Whenever "front" appears in a line, please copy that line from the data.

-- Opening Marker --

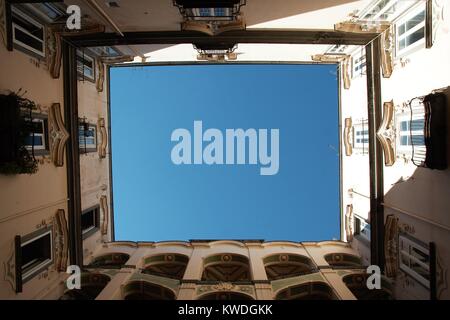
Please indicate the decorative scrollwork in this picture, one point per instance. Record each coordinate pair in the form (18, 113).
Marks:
(58, 135)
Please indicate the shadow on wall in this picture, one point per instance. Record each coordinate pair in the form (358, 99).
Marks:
(258, 12)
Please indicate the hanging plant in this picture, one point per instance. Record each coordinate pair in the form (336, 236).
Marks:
(15, 158)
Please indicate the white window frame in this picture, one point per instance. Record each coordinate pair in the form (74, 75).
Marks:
(407, 149)
(43, 146)
(410, 244)
(420, 44)
(88, 147)
(81, 67)
(37, 24)
(361, 126)
(359, 59)
(43, 264)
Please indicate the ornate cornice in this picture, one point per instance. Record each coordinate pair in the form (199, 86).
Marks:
(103, 137)
(58, 135)
(54, 50)
(362, 26)
(386, 133)
(391, 245)
(105, 214)
(342, 59)
(213, 28)
(348, 125)
(387, 52)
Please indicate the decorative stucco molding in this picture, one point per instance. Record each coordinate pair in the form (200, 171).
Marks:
(3, 21)
(387, 52)
(61, 240)
(212, 28)
(117, 59)
(348, 136)
(387, 39)
(100, 80)
(54, 36)
(391, 245)
(349, 222)
(362, 26)
(342, 59)
(58, 135)
(105, 214)
(103, 137)
(386, 133)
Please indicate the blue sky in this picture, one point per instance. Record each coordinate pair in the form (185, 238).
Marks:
(156, 200)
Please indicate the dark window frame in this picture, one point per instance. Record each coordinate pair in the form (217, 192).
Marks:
(37, 235)
(87, 232)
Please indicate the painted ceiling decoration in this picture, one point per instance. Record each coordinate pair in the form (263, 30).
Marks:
(211, 17)
(143, 290)
(281, 266)
(357, 283)
(308, 291)
(110, 261)
(226, 268)
(58, 135)
(166, 265)
(386, 133)
(343, 260)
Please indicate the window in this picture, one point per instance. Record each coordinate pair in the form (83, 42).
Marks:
(415, 259)
(411, 133)
(87, 134)
(37, 139)
(90, 221)
(411, 32)
(36, 253)
(28, 33)
(387, 10)
(85, 66)
(362, 229)
(361, 136)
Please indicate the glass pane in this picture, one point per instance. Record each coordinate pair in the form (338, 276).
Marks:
(416, 36)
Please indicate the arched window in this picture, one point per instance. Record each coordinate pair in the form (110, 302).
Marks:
(226, 267)
(307, 291)
(225, 296)
(343, 260)
(143, 290)
(166, 265)
(280, 266)
(357, 284)
(91, 286)
(110, 261)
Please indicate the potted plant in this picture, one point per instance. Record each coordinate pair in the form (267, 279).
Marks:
(15, 158)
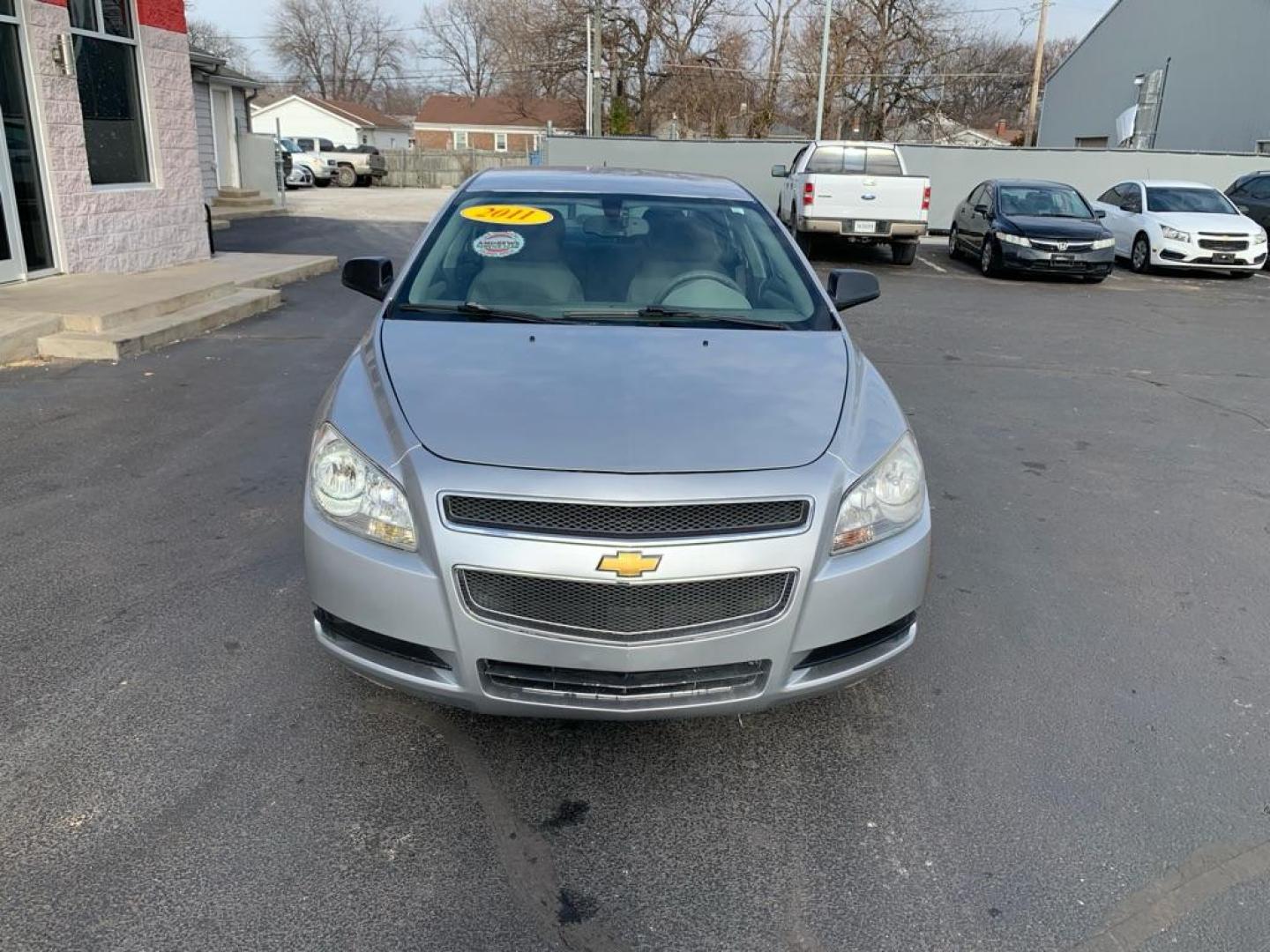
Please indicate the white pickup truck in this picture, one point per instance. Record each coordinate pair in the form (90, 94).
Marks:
(859, 190)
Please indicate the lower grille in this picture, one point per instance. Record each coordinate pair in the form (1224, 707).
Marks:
(625, 612)
(628, 688)
(626, 522)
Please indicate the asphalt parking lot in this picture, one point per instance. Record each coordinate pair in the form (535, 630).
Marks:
(1073, 755)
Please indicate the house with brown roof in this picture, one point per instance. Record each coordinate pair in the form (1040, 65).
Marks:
(493, 123)
(342, 122)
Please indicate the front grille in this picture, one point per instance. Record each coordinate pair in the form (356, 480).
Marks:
(624, 688)
(624, 612)
(1072, 247)
(626, 522)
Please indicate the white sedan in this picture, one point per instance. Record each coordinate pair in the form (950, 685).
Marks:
(1181, 225)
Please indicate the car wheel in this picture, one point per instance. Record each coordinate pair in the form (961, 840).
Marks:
(903, 251)
(990, 258)
(1140, 257)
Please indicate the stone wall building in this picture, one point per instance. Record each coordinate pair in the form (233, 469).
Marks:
(100, 164)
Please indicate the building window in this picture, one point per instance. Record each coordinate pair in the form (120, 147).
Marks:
(106, 61)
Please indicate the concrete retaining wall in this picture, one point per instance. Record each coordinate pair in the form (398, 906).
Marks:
(415, 167)
(952, 170)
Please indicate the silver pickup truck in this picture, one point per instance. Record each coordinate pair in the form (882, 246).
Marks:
(349, 167)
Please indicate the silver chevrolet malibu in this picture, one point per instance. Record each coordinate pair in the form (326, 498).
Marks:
(609, 450)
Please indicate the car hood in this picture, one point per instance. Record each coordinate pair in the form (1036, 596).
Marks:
(1065, 228)
(609, 398)
(1206, 222)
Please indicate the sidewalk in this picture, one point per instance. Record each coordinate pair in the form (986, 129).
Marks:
(108, 316)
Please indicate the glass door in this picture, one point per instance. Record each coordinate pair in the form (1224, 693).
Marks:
(26, 244)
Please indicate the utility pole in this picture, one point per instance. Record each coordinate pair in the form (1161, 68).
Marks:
(591, 81)
(825, 69)
(596, 81)
(1038, 63)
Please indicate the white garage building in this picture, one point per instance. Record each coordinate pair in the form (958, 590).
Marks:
(342, 122)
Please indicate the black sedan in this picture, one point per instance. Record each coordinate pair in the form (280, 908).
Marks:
(1044, 227)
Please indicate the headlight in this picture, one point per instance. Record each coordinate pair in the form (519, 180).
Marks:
(355, 494)
(885, 501)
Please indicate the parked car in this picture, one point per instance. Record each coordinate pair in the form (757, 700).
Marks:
(322, 170)
(1251, 196)
(352, 167)
(1044, 227)
(1181, 225)
(857, 190)
(608, 450)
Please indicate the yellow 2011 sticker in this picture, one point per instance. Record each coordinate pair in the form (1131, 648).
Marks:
(507, 215)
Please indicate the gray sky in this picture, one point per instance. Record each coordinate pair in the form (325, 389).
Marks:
(1011, 18)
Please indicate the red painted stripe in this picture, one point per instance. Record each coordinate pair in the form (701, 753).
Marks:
(164, 14)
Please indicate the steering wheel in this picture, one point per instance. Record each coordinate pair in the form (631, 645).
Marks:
(691, 277)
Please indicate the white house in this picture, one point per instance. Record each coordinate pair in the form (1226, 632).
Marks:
(342, 122)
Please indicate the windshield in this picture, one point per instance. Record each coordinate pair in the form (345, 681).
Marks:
(1042, 202)
(611, 259)
(1188, 199)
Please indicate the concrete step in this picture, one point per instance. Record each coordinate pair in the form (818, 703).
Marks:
(233, 212)
(242, 202)
(164, 301)
(150, 333)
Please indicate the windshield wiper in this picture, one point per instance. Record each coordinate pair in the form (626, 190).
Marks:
(680, 314)
(478, 311)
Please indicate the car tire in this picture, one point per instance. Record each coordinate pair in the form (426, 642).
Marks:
(903, 251)
(1139, 257)
(990, 258)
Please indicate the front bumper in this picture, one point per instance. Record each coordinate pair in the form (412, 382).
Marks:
(1085, 263)
(1189, 254)
(848, 616)
(883, 230)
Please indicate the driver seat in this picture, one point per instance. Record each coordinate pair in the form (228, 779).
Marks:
(677, 245)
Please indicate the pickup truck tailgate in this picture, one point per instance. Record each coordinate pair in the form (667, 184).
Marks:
(883, 198)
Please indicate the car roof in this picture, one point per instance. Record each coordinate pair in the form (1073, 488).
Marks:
(606, 181)
(1030, 183)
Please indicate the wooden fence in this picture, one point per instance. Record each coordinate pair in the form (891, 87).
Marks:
(415, 167)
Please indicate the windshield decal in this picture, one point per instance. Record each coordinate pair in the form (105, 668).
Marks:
(507, 215)
(498, 244)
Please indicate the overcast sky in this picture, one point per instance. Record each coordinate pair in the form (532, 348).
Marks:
(1011, 18)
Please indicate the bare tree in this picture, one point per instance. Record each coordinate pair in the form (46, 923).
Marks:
(462, 36)
(340, 48)
(206, 36)
(778, 18)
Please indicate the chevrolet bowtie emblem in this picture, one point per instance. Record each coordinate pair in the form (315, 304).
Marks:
(629, 565)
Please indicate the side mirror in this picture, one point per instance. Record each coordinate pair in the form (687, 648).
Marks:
(850, 287)
(369, 276)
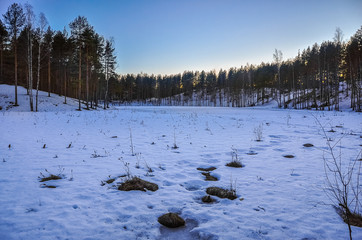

-- Closing Marker --

Result of the task:
Please indicate the front grille in this picture, one point per instance. Record each coordinate pair in the form (356, 480).
Please indicate the front bumper in this picture, one point per instance. Record each coordinate pair in the form (412, 382).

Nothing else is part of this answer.